Identify each line in the items below that contains the word "cooktop", and copy every one of those lines.

(Entries drawn from a collection)

-- Begin --

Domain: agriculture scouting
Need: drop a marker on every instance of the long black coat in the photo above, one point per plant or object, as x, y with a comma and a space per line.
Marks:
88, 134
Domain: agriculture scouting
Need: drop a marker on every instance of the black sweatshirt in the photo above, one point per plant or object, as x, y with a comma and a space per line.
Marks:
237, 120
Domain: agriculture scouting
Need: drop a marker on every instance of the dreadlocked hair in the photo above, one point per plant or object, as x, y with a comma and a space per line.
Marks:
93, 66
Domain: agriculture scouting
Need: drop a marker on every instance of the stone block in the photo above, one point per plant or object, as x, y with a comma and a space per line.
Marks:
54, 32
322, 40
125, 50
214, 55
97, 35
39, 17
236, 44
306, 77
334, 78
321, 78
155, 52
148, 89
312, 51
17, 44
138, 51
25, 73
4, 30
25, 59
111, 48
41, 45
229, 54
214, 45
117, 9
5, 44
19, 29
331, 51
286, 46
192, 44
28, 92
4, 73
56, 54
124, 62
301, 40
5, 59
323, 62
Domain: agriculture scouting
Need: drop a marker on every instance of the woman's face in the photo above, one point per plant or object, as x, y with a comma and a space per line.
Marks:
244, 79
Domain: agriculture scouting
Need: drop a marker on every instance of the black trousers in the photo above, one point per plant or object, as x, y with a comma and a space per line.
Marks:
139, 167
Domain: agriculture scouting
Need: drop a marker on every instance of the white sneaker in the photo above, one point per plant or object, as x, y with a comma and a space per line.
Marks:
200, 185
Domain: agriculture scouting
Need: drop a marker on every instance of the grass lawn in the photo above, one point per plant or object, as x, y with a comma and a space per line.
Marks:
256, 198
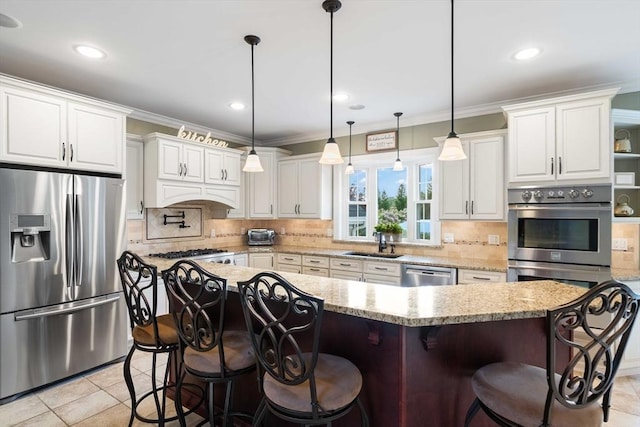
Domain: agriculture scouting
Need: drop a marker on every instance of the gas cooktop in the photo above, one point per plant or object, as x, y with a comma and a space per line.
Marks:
190, 253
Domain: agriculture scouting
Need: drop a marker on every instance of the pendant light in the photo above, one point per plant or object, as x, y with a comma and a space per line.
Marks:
349, 169
452, 149
331, 154
397, 165
253, 161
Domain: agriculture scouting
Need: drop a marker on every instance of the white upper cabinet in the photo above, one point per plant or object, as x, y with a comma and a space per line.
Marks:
474, 188
304, 188
222, 167
47, 127
175, 171
134, 177
179, 161
561, 139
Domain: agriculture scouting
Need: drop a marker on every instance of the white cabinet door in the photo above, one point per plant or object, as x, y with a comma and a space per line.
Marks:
193, 160
170, 160
180, 162
309, 188
96, 138
34, 128
261, 260
582, 136
474, 188
288, 188
261, 196
134, 177
222, 167
486, 180
532, 145
455, 187
304, 188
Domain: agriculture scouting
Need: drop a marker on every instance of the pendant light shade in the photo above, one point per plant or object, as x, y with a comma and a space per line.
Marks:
397, 165
331, 154
452, 148
349, 169
253, 161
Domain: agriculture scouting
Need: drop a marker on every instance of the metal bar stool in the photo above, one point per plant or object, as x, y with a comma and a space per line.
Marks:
211, 353
151, 333
516, 394
309, 388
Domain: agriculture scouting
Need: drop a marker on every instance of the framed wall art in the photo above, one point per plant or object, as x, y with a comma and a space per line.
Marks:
382, 141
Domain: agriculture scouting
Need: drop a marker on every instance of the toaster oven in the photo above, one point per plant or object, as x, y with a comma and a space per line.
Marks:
261, 237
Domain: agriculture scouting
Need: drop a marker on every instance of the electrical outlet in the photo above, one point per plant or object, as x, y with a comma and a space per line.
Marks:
619, 244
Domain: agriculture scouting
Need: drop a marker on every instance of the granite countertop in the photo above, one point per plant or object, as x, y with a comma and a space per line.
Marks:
484, 265
421, 306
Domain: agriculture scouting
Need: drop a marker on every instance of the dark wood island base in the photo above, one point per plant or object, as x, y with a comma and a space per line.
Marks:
413, 376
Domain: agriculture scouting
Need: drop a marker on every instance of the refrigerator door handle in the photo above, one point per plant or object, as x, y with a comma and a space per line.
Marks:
65, 308
78, 256
69, 243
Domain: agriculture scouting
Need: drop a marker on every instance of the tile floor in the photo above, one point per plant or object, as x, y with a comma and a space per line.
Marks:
100, 399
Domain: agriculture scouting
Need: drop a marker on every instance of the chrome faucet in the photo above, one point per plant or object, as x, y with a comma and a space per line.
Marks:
382, 241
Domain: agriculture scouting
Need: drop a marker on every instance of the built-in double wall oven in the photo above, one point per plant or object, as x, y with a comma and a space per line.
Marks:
560, 233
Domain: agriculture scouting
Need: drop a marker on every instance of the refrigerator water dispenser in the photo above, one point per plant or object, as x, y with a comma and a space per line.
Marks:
30, 237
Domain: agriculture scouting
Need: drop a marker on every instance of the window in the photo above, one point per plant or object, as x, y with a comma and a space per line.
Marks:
376, 193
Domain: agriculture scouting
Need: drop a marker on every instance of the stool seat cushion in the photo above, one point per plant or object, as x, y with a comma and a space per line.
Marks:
338, 383
166, 330
518, 392
238, 355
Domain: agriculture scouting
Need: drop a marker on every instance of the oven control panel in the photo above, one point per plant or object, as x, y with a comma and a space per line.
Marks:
565, 194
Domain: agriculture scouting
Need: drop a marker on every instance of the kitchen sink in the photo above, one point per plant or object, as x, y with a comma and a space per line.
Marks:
374, 254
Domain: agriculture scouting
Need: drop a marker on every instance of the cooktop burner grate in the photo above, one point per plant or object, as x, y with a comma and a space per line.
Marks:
188, 253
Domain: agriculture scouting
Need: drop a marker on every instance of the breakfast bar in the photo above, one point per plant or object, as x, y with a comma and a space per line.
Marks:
417, 348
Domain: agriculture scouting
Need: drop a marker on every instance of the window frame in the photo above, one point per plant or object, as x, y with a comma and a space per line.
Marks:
412, 159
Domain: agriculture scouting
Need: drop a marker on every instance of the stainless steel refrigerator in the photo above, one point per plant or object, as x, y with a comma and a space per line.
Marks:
61, 305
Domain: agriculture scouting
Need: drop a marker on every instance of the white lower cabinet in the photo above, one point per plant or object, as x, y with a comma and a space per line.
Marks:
261, 260
384, 273
345, 269
291, 263
478, 276
241, 260
315, 265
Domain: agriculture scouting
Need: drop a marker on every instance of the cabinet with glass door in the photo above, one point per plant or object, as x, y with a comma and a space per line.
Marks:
626, 160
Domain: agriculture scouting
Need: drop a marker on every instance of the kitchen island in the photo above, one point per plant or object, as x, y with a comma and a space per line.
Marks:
416, 347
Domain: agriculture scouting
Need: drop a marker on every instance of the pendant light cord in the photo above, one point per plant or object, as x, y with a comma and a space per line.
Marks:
452, 67
253, 104
331, 81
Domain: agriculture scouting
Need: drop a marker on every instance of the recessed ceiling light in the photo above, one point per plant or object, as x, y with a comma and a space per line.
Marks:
7, 21
89, 51
528, 53
340, 97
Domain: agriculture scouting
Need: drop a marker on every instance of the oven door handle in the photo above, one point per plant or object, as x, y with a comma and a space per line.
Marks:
599, 207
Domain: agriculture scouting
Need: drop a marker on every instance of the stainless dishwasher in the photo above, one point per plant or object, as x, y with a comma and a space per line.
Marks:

-- End --

Task result >>
Need: drop a marker on every instance of the gas cooktop in the photo above, one point per plant or object, as x, y with a comma and a space per line.
Need: drop a marker on every instance of the cooktop burner grate in the photo above, one point per plant or object, as x, y with a comma and a space per line.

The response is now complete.